▶ **TASK REQUIREMENTS**
Report every line in the listing below where the string "tree" shows up.

# # # # # # #

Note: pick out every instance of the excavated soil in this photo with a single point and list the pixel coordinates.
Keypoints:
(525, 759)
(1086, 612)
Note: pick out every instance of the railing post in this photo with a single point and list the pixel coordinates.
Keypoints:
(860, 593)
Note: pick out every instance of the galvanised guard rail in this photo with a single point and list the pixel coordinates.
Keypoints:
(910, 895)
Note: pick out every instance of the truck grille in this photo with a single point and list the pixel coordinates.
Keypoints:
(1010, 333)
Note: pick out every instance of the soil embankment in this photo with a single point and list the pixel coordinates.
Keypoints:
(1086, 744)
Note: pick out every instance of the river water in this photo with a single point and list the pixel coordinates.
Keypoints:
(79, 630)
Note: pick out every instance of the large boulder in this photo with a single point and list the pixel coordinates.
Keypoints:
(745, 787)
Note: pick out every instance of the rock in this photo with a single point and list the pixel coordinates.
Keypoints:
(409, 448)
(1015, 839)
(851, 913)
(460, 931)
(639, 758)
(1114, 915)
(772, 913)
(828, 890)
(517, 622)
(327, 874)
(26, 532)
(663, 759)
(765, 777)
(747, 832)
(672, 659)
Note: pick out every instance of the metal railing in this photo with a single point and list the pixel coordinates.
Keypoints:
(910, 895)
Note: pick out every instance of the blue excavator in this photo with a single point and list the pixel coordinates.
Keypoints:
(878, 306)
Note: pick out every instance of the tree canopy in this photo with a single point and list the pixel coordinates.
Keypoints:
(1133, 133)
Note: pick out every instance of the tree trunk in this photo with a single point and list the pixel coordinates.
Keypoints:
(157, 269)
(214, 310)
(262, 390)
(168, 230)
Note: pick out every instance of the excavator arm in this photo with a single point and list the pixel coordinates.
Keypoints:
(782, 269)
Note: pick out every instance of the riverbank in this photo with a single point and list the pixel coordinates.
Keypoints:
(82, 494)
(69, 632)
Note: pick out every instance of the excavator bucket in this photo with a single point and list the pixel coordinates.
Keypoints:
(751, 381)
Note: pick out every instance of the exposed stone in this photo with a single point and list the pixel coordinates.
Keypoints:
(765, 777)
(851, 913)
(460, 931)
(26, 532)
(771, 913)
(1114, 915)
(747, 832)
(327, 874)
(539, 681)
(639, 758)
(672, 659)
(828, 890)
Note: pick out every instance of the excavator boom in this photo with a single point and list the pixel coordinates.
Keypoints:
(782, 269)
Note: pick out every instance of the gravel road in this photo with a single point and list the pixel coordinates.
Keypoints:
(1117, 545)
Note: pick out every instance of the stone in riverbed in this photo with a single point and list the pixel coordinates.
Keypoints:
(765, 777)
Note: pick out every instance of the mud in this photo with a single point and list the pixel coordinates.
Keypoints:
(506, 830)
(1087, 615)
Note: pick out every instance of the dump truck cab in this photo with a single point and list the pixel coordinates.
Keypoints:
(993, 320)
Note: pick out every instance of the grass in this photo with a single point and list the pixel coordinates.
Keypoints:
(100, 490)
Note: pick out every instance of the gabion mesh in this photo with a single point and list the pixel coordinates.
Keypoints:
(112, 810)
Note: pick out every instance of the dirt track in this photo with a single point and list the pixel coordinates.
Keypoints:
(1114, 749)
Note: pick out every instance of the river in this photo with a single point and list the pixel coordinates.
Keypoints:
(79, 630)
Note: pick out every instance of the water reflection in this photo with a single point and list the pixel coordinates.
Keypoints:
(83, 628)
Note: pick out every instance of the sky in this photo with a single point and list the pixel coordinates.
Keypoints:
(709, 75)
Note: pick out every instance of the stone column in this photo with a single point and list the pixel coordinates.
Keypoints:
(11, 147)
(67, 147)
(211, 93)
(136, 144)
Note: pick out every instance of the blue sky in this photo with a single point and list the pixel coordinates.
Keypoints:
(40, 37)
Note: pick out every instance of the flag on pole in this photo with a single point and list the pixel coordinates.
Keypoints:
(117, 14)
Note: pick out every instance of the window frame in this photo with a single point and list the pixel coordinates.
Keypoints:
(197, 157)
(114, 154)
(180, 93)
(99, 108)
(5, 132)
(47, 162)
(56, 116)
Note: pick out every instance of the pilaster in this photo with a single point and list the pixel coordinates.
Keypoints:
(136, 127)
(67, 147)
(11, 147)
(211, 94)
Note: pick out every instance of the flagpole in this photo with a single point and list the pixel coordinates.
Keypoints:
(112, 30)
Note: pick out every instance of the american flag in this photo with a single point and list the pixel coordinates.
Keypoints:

# # # # # # #

▶ **RESPONSE FOR THIS EXERCISE**
Note: pick out every instance of the tree canopy in this photo with a single point and list the pixel coordinates.
Note: pick out every instance of the tree trunk in this photo with a single point and list the pixel coordinates.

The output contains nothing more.